_Provided records_:
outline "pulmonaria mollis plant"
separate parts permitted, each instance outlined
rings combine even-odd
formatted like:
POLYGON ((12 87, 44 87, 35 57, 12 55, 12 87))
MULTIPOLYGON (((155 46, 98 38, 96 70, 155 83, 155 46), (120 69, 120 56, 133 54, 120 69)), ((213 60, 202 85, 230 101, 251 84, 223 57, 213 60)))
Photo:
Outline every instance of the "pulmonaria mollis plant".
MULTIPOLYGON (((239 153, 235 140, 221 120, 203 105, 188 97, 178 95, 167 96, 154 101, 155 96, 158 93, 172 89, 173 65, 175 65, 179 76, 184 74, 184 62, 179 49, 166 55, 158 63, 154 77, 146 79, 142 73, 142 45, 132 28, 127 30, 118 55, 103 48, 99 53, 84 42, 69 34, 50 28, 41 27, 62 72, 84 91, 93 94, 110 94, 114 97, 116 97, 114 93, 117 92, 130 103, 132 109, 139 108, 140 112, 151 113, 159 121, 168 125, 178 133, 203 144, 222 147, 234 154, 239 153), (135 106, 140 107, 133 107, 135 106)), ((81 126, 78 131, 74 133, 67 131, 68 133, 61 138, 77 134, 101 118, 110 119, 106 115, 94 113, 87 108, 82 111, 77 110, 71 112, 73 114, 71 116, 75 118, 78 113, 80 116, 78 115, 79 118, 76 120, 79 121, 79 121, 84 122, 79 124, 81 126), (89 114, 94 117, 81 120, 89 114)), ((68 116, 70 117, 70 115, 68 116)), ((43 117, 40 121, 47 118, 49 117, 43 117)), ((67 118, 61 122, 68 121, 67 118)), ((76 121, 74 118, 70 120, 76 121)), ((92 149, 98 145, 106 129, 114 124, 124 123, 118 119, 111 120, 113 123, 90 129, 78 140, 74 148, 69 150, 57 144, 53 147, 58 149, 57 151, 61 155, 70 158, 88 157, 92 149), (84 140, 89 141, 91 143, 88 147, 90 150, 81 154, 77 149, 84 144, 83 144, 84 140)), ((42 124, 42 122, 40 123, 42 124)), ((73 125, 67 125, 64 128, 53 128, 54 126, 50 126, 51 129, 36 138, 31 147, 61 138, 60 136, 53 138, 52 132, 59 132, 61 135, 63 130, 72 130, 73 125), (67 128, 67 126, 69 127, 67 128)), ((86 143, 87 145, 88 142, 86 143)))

_Work required_:
Reproduce every item above line for line, with no change to any word, number, or punctuation mark.

_Result of this task_:
outline "pulmonaria mollis plant"
separate parts permitted, each instance outlined
rings combine even-odd
formatted like:
POLYGON ((12 87, 44 87, 35 57, 12 55, 12 87))
MULTIPOLYGON (((155 46, 98 38, 96 70, 155 83, 155 46), (120 69, 120 56, 133 54, 120 69)), ((213 60, 202 85, 230 101, 251 84, 223 57, 213 60)))
Photo:
Outline every instance of the "pulmonaria mollis plant".
MULTIPOLYGON (((239 153, 235 140, 221 120, 203 105, 188 97, 178 95, 167 96, 154 101, 155 96, 158 93, 172 89, 173 65, 175 65, 179 76, 184 74, 184 62, 179 49, 166 55, 158 63, 154 77, 146 79, 142 73, 142 45, 132 28, 127 30, 118 55, 103 48, 99 53, 84 42, 69 34, 50 28, 41 27, 62 72, 84 91, 93 94, 110 94, 114 97, 116 97, 114 93, 117 92, 130 103, 132 109, 139 108, 140 112, 151 113, 159 121, 168 125, 178 133, 203 144, 222 147, 234 154, 239 153), (135 106, 140 107, 133 107, 135 106)), ((81 126, 78 131, 74 133, 67 131, 68 133, 61 138, 77 134, 101 118, 110 119, 106 115, 94 113, 87 108, 82 111, 77 110, 71 112, 73 114, 71 116, 75 118, 78 113, 80 116, 78 115, 79 118, 76 120, 79 121, 79 121, 84 122, 79 124, 81 126), (89 114, 94 117, 81 120, 89 114)), ((68 116, 70 117, 70 115, 68 116)), ((43 117, 40 121, 47 118, 49 117, 43 117)), ((67 118, 61 122, 68 121, 67 118)), ((76 121, 74 118, 70 120, 76 121)), ((92 149, 98 145, 106 129, 114 124, 124 123, 118 119, 111 120, 113 123, 90 129, 78 140, 74 148, 69 150, 57 144, 53 147, 58 149, 57 151, 61 155, 70 158, 88 157, 92 149), (84 140, 89 141, 91 143, 88 147, 90 150, 81 154, 77 149, 84 144, 83 144, 84 140)), ((42 124, 42 122, 40 123, 42 124)), ((73 125, 67 125, 64 128, 53 128, 54 126, 50 126, 51 129, 36 138, 31 147, 61 138, 60 136, 53 138, 52 132, 59 132, 61 135, 63 130, 72 130, 73 125), (67 128, 67 126, 69 127, 67 128)), ((86 143, 87 145, 88 142, 86 143)))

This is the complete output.